[Exercise materials]

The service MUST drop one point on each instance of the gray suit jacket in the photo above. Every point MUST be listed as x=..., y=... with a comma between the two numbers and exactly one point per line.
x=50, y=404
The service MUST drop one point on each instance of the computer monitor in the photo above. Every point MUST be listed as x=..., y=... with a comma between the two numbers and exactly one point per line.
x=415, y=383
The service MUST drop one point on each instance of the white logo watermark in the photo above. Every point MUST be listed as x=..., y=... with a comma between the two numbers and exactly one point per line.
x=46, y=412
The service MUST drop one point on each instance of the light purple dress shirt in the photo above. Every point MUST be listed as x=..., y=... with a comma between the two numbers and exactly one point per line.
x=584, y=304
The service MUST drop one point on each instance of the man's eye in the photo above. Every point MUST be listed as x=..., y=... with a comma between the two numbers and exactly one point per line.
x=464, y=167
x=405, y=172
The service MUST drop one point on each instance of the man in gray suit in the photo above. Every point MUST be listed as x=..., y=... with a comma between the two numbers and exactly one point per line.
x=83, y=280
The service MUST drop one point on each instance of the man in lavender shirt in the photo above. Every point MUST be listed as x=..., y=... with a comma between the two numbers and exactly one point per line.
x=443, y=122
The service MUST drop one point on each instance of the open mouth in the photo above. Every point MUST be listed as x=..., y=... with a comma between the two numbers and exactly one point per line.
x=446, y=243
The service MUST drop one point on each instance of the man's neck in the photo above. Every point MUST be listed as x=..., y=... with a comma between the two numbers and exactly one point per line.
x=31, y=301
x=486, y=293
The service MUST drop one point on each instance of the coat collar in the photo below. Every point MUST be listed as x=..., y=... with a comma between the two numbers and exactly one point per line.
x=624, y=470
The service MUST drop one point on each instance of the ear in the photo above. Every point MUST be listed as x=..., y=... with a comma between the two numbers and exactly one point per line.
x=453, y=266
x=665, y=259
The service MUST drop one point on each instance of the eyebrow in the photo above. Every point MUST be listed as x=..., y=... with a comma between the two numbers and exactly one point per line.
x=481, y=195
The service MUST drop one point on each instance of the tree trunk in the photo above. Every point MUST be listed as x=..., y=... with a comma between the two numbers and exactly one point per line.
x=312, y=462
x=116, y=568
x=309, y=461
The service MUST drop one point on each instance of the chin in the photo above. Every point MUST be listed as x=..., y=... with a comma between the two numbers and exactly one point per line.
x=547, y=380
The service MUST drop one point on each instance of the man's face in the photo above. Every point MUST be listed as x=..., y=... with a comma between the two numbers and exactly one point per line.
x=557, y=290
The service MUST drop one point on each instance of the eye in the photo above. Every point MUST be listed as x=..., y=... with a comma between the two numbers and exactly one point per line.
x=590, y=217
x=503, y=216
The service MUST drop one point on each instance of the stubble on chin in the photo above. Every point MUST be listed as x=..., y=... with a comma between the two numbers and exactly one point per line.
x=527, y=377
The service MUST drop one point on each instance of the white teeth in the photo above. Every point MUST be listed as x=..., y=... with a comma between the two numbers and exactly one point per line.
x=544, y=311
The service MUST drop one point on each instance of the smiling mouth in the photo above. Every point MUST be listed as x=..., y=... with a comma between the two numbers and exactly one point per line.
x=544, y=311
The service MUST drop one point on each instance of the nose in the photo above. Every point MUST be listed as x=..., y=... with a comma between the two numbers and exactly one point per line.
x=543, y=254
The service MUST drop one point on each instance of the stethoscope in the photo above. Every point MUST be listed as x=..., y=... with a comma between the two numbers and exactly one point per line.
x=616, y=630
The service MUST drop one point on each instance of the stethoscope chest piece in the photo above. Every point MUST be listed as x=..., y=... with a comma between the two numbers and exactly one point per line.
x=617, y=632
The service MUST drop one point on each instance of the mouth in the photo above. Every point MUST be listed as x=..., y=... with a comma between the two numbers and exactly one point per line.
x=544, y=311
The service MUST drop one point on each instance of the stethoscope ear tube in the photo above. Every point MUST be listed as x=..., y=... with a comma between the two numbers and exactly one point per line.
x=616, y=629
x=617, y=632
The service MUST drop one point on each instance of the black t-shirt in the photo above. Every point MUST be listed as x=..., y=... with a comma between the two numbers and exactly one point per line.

[Task directions] Copy out everything from the start of the records down to the line containing "x=46, y=412", both ends included, with every line kept. Add 7 to each coordinate value and leave all other text unchanged.

[Complete response]
The service MUST drop one point on each instance of the gray suit jacket in the photo above. Every point MUST be listed as x=..., y=... with a comma between the two numbers and exactly one point per line.
x=57, y=411
The service MUST drop one point on each instance of the computer monitor in the photo above. Every point MUST be listed as x=..., y=... with a comma between the two numbers and exactly one point per line.
x=422, y=390
The service MUST drop one point on each instance of the white logo watermark in the photo above. Every point MUST be listed as x=..., y=... with a comma between the two numbers and exactly one point per line.
x=53, y=419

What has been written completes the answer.